Data records:
○ ○ ○ ○

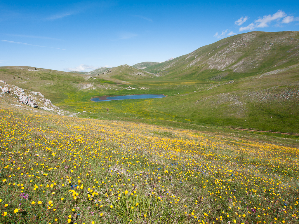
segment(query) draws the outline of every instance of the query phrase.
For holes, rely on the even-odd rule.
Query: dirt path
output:
[[[231,129],[234,129],[237,130],[241,130],[242,131],[257,131],[258,132],[268,132],[269,133],[276,133],[279,134],[283,134],[286,135],[296,135],[299,136],[299,134],[295,133],[286,133],[285,132],[279,132],[277,131],[261,131],[257,130],[252,130],[251,129],[244,129],[244,128],[231,128],[228,127],[224,127],[224,128],[228,128]]]

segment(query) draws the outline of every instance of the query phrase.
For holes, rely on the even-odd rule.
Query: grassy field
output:
[[[1,223],[298,223],[298,148],[3,106],[0,119]]]

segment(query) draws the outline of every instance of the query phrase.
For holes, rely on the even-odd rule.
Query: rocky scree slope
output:
[[[204,46],[144,70],[165,79],[232,79],[299,62],[299,32],[254,31]]]
[[[3,99],[8,100],[11,103],[20,104],[12,105],[22,107],[21,104],[22,104],[34,108],[52,111],[58,114],[71,114],[70,115],[71,116],[73,116],[75,114],[61,110],[52,104],[50,100],[45,98],[39,92],[30,91],[13,85],[10,85],[4,80],[0,80],[0,97]],[[1,98],[0,102],[3,102]]]

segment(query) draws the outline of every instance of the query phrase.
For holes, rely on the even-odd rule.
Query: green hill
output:
[[[150,79],[156,77],[156,75],[155,74],[135,68],[127,65],[123,65],[109,69],[101,73],[98,73],[94,77],[108,80],[117,79],[129,81],[131,80]]]
[[[84,75],[85,74],[87,73],[87,72],[77,72],[77,71],[72,71],[71,72],[70,72],[71,73],[77,73],[77,74],[81,74],[82,75]]]
[[[144,70],[163,79],[231,80],[298,64],[299,32],[254,31],[204,46]]]
[[[192,129],[217,125],[299,133],[298,33],[251,32],[236,35],[145,69],[151,68],[150,70],[157,74],[127,65],[95,72],[92,76],[10,66],[0,68],[0,76],[10,84],[41,92],[66,111],[88,111],[80,115],[83,117]],[[269,39],[274,44],[271,46]],[[259,47],[262,44],[266,49]],[[205,53],[200,56],[200,52]],[[213,56],[208,56],[212,54]],[[209,68],[220,66],[225,56],[228,58],[241,55],[235,60],[244,63],[230,64],[228,61],[223,71],[220,67],[219,70]],[[189,66],[194,62],[190,62],[191,55],[193,61],[199,56],[202,59]],[[201,65],[204,59],[213,63]],[[184,70],[184,66],[188,67]],[[234,66],[237,70],[234,71]],[[203,69],[200,73],[192,73],[200,69]],[[241,69],[245,70],[239,72]],[[98,103],[89,100],[96,96],[143,93],[167,96]]]
[[[96,69],[92,70],[89,72],[86,73],[85,74],[87,76],[95,76],[97,74],[103,72],[109,69],[109,68],[106,68],[106,67],[102,67],[101,68],[97,68]]]
[[[135,64],[132,67],[135,68],[138,68],[139,69],[144,69],[146,68],[147,68],[151,65],[153,65],[158,63],[158,62],[141,62],[140,63]]]

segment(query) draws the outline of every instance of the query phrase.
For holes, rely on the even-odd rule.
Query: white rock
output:
[[[52,102],[51,102],[51,101],[48,99],[46,99],[46,102],[47,103],[49,104],[50,103],[52,103]]]
[[[8,90],[8,88],[7,87],[3,87],[2,88],[2,92],[3,93],[8,93],[9,92],[9,90]]]

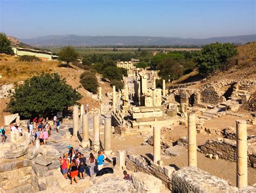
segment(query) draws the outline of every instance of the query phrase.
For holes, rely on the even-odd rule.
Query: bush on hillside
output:
[[[17,86],[8,110],[23,118],[45,117],[67,109],[81,98],[81,95],[58,74],[42,74]]]
[[[13,55],[14,53],[11,44],[11,41],[7,38],[5,34],[0,33],[0,53]]]
[[[113,80],[111,81],[110,86],[116,86],[116,90],[123,89],[124,88],[124,83],[121,81],[118,81],[117,80]]]
[[[34,55],[24,55],[21,56],[19,59],[19,61],[26,61],[26,62],[33,62],[35,61],[42,61],[39,58],[36,57]]]
[[[232,44],[216,42],[205,46],[196,57],[199,74],[207,76],[228,68],[228,59],[237,54],[235,47]]]
[[[97,93],[98,84],[95,74],[86,70],[81,74],[80,78],[80,83],[85,89],[93,94]]]

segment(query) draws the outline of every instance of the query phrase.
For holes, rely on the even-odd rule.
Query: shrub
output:
[[[123,89],[124,88],[124,83],[120,81],[118,81],[117,80],[113,80],[111,81],[110,84],[111,87],[116,86],[116,90],[118,90],[118,89]]]
[[[16,87],[8,110],[25,118],[46,117],[74,105],[80,98],[80,94],[58,74],[42,74]]]
[[[98,87],[98,81],[95,74],[90,71],[86,71],[80,75],[80,83],[89,91],[96,94]]]

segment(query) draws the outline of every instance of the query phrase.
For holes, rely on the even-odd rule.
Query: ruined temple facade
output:
[[[128,76],[131,76],[133,75],[134,69],[135,67],[133,66],[133,62],[130,61],[120,61],[117,62],[117,66],[118,68],[123,68],[127,70],[127,74]]]

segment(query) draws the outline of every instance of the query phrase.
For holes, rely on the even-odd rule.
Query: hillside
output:
[[[193,39],[173,37],[153,37],[147,36],[80,36],[77,35],[48,35],[30,39],[22,39],[26,44],[35,46],[63,46],[71,45],[81,46],[134,46],[134,45],[203,45],[218,41],[245,44],[256,41],[256,34],[207,39]]]
[[[0,54],[0,78],[1,86],[4,84],[13,84],[24,81],[30,77],[36,75],[41,72],[48,73],[57,73],[60,76],[65,78],[66,82],[72,88],[78,88],[78,92],[83,96],[79,102],[89,103],[90,108],[99,108],[99,101],[91,97],[91,93],[85,90],[83,87],[79,87],[80,74],[84,70],[75,66],[71,65],[71,68],[64,68],[59,66],[57,61],[39,61],[39,62],[21,62],[18,61],[18,57],[11,56],[5,54]],[[97,75],[98,80],[100,80],[99,75]],[[111,91],[109,83],[99,81],[102,88],[102,94],[105,95],[107,92]],[[9,99],[0,99],[0,125],[3,123],[4,116],[8,115],[8,112],[3,112],[6,106]]]
[[[19,47],[24,48],[28,48],[28,49],[37,49],[33,46],[30,46],[28,44],[23,43],[19,41],[16,38],[13,37],[12,36],[8,36],[7,38],[11,41],[11,44],[12,46],[15,47]]]

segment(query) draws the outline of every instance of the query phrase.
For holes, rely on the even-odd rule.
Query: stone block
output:
[[[47,151],[46,155],[49,157],[54,158],[59,156],[60,154],[58,150],[54,148],[50,148]]]
[[[18,131],[11,131],[10,140],[11,142],[17,142],[19,141],[19,133]]]
[[[198,168],[185,167],[173,174],[173,192],[236,192],[238,189],[222,178]]]
[[[39,155],[36,158],[35,162],[41,166],[46,166],[51,164],[52,162],[52,160],[50,158],[47,157],[45,155]]]
[[[11,170],[12,163],[6,162],[0,165],[0,173]]]
[[[173,171],[176,170],[174,167],[170,166],[164,166],[164,170],[165,174],[168,176],[168,177],[171,177]]]
[[[137,157],[138,157],[138,155],[134,155],[134,154],[129,155],[130,160],[131,160],[131,161],[132,161],[134,163],[135,163],[135,158],[137,158]]]
[[[17,158],[27,153],[28,146],[21,146],[16,149],[10,149],[5,152],[6,158]]]
[[[47,166],[43,166],[37,163],[32,165],[32,169],[37,177],[42,177],[48,170]]]
[[[23,168],[23,161],[17,161],[12,163],[11,165],[11,170],[17,169],[19,168]]]
[[[162,182],[152,175],[143,172],[131,175],[132,184],[139,192],[160,192],[162,191]]]
[[[58,160],[53,160],[52,162],[47,166],[49,170],[58,169],[60,168],[60,162]]]
[[[32,166],[32,161],[30,160],[25,159],[23,160],[23,166],[28,167]]]
[[[28,151],[27,157],[30,160],[36,158],[39,154],[39,149],[36,147],[30,148]]]

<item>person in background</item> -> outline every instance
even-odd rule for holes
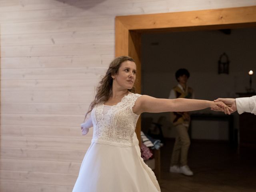
[[[178,83],[171,90],[169,99],[194,98],[193,90],[187,84],[189,76],[189,72],[186,69],[180,69],[176,72],[175,77]],[[188,132],[190,120],[189,113],[188,112],[171,112],[171,120],[176,130],[176,136],[170,171],[192,176],[193,173],[188,165],[188,153],[190,144]]]

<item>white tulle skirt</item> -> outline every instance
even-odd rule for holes
[[[136,140],[135,146],[128,147],[92,143],[73,192],[160,191],[154,172],[140,157]]]

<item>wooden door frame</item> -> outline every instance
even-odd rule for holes
[[[256,6],[144,15],[115,18],[115,55],[132,57],[137,66],[136,92],[141,93],[141,34],[256,27]],[[140,135],[140,119],[136,133]],[[139,139],[140,141],[140,139]]]

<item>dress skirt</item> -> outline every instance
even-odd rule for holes
[[[140,157],[137,144],[122,147],[92,143],[73,192],[160,191],[154,174]]]

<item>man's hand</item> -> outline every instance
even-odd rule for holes
[[[232,98],[219,98],[214,100],[214,102],[217,102],[218,101],[222,101],[223,102],[233,110],[231,112],[231,113],[237,110],[236,109],[236,99]],[[218,110],[216,110],[213,109],[211,109],[214,111],[220,111]]]

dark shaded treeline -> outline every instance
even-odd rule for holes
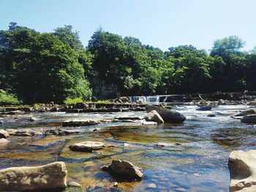
[[[231,36],[208,54],[192,45],[163,52],[99,28],[83,47],[71,26],[52,33],[10,24],[0,31],[0,89],[24,103],[121,95],[256,90],[256,50]]]

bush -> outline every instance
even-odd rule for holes
[[[20,103],[15,95],[0,89],[0,104],[19,104]]]
[[[65,104],[76,104],[77,103],[83,102],[83,99],[80,97],[77,98],[67,98],[64,101]]]

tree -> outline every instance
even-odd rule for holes
[[[238,54],[245,42],[238,36],[230,36],[214,42],[211,55],[225,56],[229,54]]]

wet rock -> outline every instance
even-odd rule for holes
[[[165,109],[158,106],[147,105],[146,111],[149,112],[156,110],[164,120],[165,123],[180,123],[186,120],[186,117],[176,111]]]
[[[249,109],[247,110],[242,111],[238,114],[235,114],[235,115],[232,115],[231,117],[233,117],[233,118],[244,117],[246,115],[255,115],[255,114],[256,114],[256,109]]]
[[[255,191],[256,150],[235,150],[228,159],[230,191]]]
[[[89,104],[83,102],[77,103],[75,105],[75,108],[76,109],[86,109],[88,107],[89,107]]]
[[[149,183],[147,187],[147,188],[148,189],[154,189],[156,188],[157,188],[157,185],[154,183]]]
[[[207,117],[208,117],[208,118],[214,118],[214,117],[216,117],[216,115],[215,114],[210,114],[210,115],[208,115]]]
[[[68,129],[48,129],[45,131],[45,135],[67,135],[80,133],[80,130],[68,130]]]
[[[244,123],[256,124],[256,115],[250,115],[244,116],[241,119],[241,122]]]
[[[144,177],[140,168],[129,161],[120,159],[113,159],[111,164],[102,166],[102,169],[119,180],[141,180]]]
[[[91,152],[96,150],[103,149],[105,147],[105,143],[100,142],[83,142],[75,143],[69,146],[69,149],[74,151]]]
[[[29,121],[35,121],[37,120],[36,118],[31,117]]]
[[[153,110],[148,113],[148,120],[157,122],[157,124],[162,124],[165,123],[160,115],[156,111]]]
[[[7,139],[8,137],[10,137],[10,134],[7,131],[4,131],[4,129],[0,129],[0,139]]]
[[[8,142],[10,142],[10,141],[7,140],[7,139],[4,139],[4,138],[1,138],[1,139],[0,139],[0,146],[1,146],[1,145],[7,145]]]
[[[67,174],[64,162],[4,169],[0,170],[0,191],[66,188]]]
[[[196,110],[197,110],[197,111],[211,111],[211,108],[212,107],[211,106],[200,106]]]
[[[7,128],[6,131],[10,135],[13,136],[36,136],[36,135],[42,135],[42,132],[34,131],[31,129],[14,129],[14,128]]]
[[[168,142],[158,142],[157,146],[158,147],[173,147],[175,145],[181,145],[181,143],[176,142],[176,143],[168,143]]]
[[[146,120],[143,120],[141,123],[144,126],[157,126],[157,123],[154,121],[146,121]]]
[[[100,123],[97,120],[67,120],[63,122],[63,126],[89,126]]]
[[[117,182],[114,183],[114,185],[113,185],[113,186],[116,188],[117,188],[118,187],[118,183],[117,183]]]
[[[15,110],[15,111],[2,112],[1,115],[22,115],[23,113],[24,112],[22,112],[20,110]]]
[[[76,182],[70,182],[67,186],[69,188],[82,188],[82,185],[80,185],[78,183],[76,183]]]

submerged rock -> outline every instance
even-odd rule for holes
[[[10,135],[13,136],[35,136],[35,135],[42,135],[42,133],[31,129],[14,129],[14,128],[7,128],[6,131]]]
[[[228,159],[230,191],[255,191],[256,150],[233,151]]]
[[[67,120],[63,122],[63,126],[94,126],[100,123],[97,120]]]
[[[0,170],[0,191],[66,188],[67,174],[64,162],[4,169]]]
[[[241,119],[241,122],[244,123],[256,124],[256,115],[250,115],[244,116]]]
[[[0,139],[0,146],[1,146],[1,145],[7,145],[8,142],[10,142],[10,141],[7,140],[7,139],[4,139],[4,138],[1,138],[1,139]]]
[[[235,114],[231,117],[236,118],[236,117],[244,117],[246,115],[254,115],[254,114],[256,114],[256,109],[249,109],[247,110],[241,111],[241,112]]]
[[[113,159],[111,164],[102,166],[102,169],[119,180],[141,180],[144,177],[140,168],[129,161],[120,159]]]
[[[160,115],[165,123],[180,123],[186,120],[186,117],[178,112],[165,109],[158,106],[147,105],[145,107],[145,109],[147,112],[156,110]]]
[[[197,111],[211,111],[211,108],[212,107],[211,106],[200,106],[196,110],[197,110]]]
[[[165,123],[161,115],[156,110],[153,110],[148,112],[148,120],[157,122],[157,124],[162,124]]]
[[[76,183],[76,182],[70,182],[67,186],[69,188],[82,188],[82,185],[80,185],[79,183]]]
[[[69,149],[74,151],[91,152],[96,150],[103,149],[105,147],[105,143],[100,142],[83,142],[75,143],[69,146]]]
[[[7,131],[4,131],[4,129],[0,129],[0,139],[7,139],[9,136],[10,134]]]
[[[45,131],[45,135],[67,135],[72,134],[80,133],[80,130],[68,130],[68,129],[60,129],[60,128],[53,128],[48,129]]]

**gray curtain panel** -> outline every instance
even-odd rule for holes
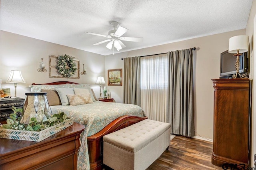
[[[141,106],[140,94],[140,57],[124,58],[124,103]]]
[[[192,136],[195,134],[193,97],[192,49],[168,53],[170,59],[170,97],[166,115],[171,133]]]

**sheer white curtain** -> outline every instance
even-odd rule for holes
[[[141,60],[141,107],[150,119],[166,122],[168,95],[167,53]]]

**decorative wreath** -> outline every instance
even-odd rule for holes
[[[59,55],[57,58],[57,65],[55,67],[58,73],[64,77],[70,78],[75,74],[77,69],[76,63],[73,61],[74,57],[65,54]],[[65,68],[66,63],[68,68]]]

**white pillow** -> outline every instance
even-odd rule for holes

○ ○ ○ ○

What you need to do ->
Format the stretch of the records from the line containing "panel** -> outline every instance" through the line containing "[[[141,60],[141,107],[150,119],[166,122],[168,95],[167,53]]]" as a Markdown table with the columns Row and Line, skipping blank lines and leaving the pictures out.

Solution ->
| Row | Line |
|---|---|
| 1 | **gray curtain panel** -> outline every instance |
| 2 | even-odd rule for holes |
| 3 | [[[141,106],[140,94],[140,57],[124,58],[124,103]]] |
| 4 | [[[192,136],[195,134],[193,97],[192,49],[168,53],[170,59],[170,97],[166,115],[171,133]]] |
| 5 | **sheer white curtain** -> outline every instance |
| 6 | even-odd rule for holes |
| 7 | [[[141,60],[141,107],[150,119],[166,122],[168,95],[167,53]]] |